Passage proposé

Petit à petit, les plaies sont pansées et la ville semble recouvrer ses droits, entre rêves et réalités. La quête de la perfection – artistique – et les sacrifices insensés qu’elle semble parfois requérir sont au centre de Black Swan (Darren Arofnosky, 2010), plongée aux accents horrifiques dans le milieu des danseuses étoiles et de Whiplash (Damien Chazelle, 2014), sur la relation entre un élève et son maître dans une prestigieuse école de jazz. Sur un registre plus doux, Ira Sachs dans Brooklyn Village (2016) examine le phénomène de gentrification qui n’a cessé de croître depuis la fin des années 80. Good Time (2017) des frères Josh et Benny Safdie, qui ont pour habitude d’explorer les recoins les moins reluisants de la ville, capte avec l’énergie du désespoir à travers la cavale de Robert Pattinson un New York qu’on n’a plus beaucoup l’habitude de voir au cinéma, celui des marginaux, des dive bars et des tripots minables.

La ville qui ne dort jamais : l’explosion des séries

L’explosion de certaines séries dans les années 1990, désormais entrées dans la culture populaire, semble être un nouveau phénomène. Friends, bien que tourné à Los Angeles, s’est proposé de distiller pendant dix ans une quintessence d’esprit new-yorkais, à la sauce sitcom, tout comme Seinfeld (1989-1998). S’y ajoute Sex and the City (1998-2004), véritable phénomène de société dont il est très difficile de mesurer l’influence. La relève sera prise au XXIe siècle avec la série Louie (2010-2015) de Louis CK, dont la fantaisie, la liberté de ton et de narration ne connaît que peu d’équivalents, ou Girls (2012-2017) de Lena Dunham. Névroses, humour, ainsi qu’une certaine tendance à l’impudeur en sont les invariables ingrédients. Broad City (2014-2019), qui table sur la crudité des dialogues et des situations, et Two Broke Girls (2011-2017) creusent cette veine comique et sarcastique à travers des personnages féminins hauts en couleur. Master of None (2015-2017), Bored To Death (2009-2011), sur un jeune écrivain oisif qui s’improvise détective privé, ou Mozart In The Jungle (2014-2018), qui nous plonge dans le monde de la musique classique avec une cocasserie héritée de Wes Anderson, donnent une idée de la jeunesse branchée qui a élu domicile à New York et à Brooklyn en particulier. Only Murders in the Building, dont le premier épisode sort aux États-Unis en 2021, est un thriller humoristique dont l'intrigue se déroule principalement dans un bâtiment emblématique de l'Upper West Side.

Travail demandé
(a) Répondez aux questions suivantes sur le passage consacré à New York au cinéma et dans les séries.
(i) Quel phénomène Ira Sachs examine-t-il dans Brooklyn Village ?
(ii) Dans quelle ville Friends a-t-il été tourné ?
(iii) Où se déroule principalement l'intrigue d'Only Murders in the Building ?
(b) Prolongez le passage consacré à New York au cinéma et dans les séries à partir de sa dernière phrase.

Matériel fourni
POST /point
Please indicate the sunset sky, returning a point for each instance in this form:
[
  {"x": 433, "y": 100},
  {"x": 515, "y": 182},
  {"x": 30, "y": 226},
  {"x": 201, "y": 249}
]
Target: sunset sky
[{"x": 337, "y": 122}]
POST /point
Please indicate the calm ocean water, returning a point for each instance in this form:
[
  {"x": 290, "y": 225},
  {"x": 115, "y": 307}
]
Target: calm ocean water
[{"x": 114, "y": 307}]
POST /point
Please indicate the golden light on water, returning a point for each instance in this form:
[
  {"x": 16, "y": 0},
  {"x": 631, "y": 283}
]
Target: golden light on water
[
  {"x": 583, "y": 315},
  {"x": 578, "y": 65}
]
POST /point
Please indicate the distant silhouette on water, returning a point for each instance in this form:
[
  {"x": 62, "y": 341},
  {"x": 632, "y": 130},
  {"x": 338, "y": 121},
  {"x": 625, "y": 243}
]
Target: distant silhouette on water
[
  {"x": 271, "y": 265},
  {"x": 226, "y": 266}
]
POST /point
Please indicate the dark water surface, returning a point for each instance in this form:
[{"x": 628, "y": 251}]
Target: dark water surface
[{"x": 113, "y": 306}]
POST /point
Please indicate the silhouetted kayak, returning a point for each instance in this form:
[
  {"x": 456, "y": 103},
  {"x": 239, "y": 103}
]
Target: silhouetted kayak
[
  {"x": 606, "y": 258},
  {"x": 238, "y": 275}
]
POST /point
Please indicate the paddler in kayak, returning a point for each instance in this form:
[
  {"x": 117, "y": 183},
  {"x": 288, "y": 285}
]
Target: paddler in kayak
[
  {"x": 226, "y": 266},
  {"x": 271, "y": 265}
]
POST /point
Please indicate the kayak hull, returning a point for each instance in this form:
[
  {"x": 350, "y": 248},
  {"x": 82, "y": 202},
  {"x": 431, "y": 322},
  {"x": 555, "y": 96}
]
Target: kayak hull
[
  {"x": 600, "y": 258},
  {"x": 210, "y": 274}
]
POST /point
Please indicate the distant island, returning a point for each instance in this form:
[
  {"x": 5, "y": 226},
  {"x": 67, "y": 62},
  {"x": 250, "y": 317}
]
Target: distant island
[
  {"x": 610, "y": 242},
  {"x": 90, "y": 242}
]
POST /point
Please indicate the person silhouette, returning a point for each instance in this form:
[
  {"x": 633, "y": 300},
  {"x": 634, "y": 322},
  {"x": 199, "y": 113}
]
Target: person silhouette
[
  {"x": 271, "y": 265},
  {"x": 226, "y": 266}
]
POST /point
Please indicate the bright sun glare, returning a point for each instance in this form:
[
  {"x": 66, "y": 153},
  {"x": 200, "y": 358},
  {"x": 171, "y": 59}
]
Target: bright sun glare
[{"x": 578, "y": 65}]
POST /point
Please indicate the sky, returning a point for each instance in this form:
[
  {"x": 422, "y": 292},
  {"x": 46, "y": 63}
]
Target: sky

---

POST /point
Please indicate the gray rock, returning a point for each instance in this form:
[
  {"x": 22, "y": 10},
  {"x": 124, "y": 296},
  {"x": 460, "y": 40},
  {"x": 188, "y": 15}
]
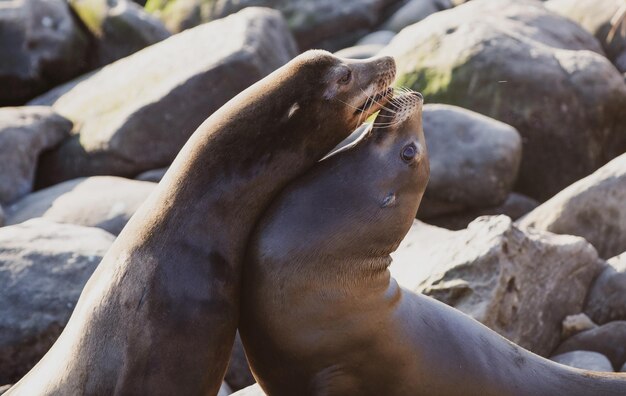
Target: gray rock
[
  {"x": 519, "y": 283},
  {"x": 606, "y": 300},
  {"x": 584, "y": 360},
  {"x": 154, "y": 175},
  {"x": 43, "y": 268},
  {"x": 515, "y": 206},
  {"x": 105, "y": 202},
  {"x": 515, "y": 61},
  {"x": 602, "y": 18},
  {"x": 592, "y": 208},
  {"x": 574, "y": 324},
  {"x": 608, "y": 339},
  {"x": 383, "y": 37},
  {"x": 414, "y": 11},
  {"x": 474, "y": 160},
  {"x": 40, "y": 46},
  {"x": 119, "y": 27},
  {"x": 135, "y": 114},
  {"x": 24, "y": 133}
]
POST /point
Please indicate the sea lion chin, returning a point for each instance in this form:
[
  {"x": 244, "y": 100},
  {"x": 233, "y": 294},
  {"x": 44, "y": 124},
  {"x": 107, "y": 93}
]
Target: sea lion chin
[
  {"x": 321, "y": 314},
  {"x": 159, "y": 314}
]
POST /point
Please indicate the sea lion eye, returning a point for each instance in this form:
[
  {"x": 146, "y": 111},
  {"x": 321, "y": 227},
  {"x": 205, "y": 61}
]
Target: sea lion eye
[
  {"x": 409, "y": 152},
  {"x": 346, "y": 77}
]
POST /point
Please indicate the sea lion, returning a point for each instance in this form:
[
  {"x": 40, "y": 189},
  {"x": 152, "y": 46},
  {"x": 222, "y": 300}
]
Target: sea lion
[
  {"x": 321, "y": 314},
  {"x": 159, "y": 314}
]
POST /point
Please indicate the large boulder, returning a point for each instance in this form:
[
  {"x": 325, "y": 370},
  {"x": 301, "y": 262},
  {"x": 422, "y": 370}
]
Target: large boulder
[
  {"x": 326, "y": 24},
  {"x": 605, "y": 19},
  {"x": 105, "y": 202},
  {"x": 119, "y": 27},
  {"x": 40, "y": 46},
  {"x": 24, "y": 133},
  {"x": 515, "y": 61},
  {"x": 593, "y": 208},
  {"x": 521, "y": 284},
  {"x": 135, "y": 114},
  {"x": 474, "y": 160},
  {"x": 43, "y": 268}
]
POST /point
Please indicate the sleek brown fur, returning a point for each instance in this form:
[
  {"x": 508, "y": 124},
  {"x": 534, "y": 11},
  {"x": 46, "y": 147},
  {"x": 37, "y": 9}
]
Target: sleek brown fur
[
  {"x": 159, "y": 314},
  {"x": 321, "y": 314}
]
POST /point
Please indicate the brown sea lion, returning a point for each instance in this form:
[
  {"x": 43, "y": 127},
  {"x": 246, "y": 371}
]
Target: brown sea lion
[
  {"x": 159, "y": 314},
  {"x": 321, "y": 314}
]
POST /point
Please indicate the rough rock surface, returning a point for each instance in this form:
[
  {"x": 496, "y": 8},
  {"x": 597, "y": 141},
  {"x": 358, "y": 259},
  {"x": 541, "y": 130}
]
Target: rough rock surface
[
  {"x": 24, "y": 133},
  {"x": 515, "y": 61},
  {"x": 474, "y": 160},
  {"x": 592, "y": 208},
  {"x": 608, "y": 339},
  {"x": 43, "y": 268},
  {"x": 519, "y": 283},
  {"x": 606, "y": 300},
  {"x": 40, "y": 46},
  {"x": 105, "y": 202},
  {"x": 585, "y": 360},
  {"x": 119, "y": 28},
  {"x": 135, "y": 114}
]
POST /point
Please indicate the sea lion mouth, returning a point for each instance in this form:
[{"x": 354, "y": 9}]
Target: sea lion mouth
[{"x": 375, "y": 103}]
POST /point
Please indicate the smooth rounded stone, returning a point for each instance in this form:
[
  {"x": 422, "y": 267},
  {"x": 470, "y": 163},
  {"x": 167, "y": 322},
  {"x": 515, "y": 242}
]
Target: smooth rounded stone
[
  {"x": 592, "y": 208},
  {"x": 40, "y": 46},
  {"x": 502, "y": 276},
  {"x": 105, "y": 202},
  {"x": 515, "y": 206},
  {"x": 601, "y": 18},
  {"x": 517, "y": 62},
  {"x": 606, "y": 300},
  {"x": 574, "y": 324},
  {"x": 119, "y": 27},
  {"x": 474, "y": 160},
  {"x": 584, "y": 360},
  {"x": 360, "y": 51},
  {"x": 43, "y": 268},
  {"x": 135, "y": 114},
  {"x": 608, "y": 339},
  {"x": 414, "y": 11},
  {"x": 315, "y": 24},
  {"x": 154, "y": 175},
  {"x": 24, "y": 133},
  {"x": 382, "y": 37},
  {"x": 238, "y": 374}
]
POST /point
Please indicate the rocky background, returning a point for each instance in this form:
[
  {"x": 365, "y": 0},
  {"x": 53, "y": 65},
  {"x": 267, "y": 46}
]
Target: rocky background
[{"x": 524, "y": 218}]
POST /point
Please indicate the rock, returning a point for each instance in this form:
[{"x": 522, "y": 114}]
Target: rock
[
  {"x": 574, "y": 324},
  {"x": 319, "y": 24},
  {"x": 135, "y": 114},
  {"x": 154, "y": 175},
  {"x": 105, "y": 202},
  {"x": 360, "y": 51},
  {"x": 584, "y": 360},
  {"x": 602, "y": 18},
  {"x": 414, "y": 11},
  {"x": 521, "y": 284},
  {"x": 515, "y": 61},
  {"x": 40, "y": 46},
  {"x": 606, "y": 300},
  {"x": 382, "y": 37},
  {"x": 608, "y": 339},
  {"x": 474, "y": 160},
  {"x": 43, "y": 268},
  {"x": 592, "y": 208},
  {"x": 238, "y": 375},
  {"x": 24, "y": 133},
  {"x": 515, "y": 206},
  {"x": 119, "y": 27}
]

---

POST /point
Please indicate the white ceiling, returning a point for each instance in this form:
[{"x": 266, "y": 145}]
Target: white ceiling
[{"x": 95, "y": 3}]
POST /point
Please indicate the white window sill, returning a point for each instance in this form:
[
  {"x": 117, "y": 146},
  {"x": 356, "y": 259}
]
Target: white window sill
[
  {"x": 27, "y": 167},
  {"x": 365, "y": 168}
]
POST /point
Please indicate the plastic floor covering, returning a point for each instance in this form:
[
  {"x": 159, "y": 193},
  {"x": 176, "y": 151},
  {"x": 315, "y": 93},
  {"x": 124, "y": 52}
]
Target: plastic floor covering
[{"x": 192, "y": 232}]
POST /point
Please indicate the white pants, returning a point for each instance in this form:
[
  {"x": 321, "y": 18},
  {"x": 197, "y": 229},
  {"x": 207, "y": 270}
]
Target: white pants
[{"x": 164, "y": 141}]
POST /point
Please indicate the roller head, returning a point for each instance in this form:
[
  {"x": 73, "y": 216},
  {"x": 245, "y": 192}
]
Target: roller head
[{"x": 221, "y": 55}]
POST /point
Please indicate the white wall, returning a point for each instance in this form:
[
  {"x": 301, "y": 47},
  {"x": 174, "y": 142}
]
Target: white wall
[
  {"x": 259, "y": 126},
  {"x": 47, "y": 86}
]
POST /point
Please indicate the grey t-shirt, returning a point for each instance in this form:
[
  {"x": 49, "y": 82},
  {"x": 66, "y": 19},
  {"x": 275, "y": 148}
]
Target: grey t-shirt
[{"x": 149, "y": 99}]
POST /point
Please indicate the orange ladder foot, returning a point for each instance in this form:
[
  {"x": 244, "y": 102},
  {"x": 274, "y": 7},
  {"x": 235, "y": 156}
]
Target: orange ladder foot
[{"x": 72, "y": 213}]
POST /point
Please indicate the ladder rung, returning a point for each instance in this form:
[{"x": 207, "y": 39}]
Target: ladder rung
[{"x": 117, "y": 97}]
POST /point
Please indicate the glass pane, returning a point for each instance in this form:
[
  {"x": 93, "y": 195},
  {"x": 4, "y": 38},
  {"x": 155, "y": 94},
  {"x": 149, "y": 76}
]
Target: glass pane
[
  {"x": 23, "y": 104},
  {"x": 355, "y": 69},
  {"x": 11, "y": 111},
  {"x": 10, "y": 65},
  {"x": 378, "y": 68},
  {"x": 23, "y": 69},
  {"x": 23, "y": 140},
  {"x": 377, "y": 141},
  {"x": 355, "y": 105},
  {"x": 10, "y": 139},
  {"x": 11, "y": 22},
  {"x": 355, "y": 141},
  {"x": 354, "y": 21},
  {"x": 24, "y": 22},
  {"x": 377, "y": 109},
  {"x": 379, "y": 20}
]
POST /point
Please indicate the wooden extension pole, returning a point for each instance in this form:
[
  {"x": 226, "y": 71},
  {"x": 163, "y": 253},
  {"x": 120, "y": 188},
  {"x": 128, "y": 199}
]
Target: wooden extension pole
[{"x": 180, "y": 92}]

Réponses finales
(a)
(i) La gentrification, qui n'a cessé de croître depuis la fin des années 80.
(ii) À Los Angeles.
(iii) Dans un bâtiment emblématique de l'Upper West Side.

(b)
Les séries policières ou dramatiques quant à elle ne sont pas en reste dans cette explosion sans précédent, alors que le format menaçait de tomber dans la routine et l’absence de progression dramatique selon le modèle des Experts Manhattan, NYPD Blues, New York, ou Unité Spéciale.

Mad Men (2005-2015) est peut-être la série qui a le plus contribué à renouveler le format de fond en comble : elle ressuscite durant sept saisons, sur un mode mi-fantasmé, mi-soucieux de vérité historique le New York des années 1960, passant en revue avec brio les changements dans la société dont la ville a été le théâtre à travers les yeux de Don Draper, publicitaire de Madison Avenue. Parmi les séries grand public, Gossip Girl (2007-2012), l’adaptation d’un roman young adult, qui donne un aperçu du quotidien de la jeunesse dorée de l’Upper East side, semble calibré pour être le nec plus ultra du plaisir coupable, révélant dans l’intervalle pléiade de jeunes premiers. Parmi eux, on trouve un certain Penn Badgley qui a joué un libraire enjôleur dans You, produit par Netflix, cachant en fait un dangereux psychopathe.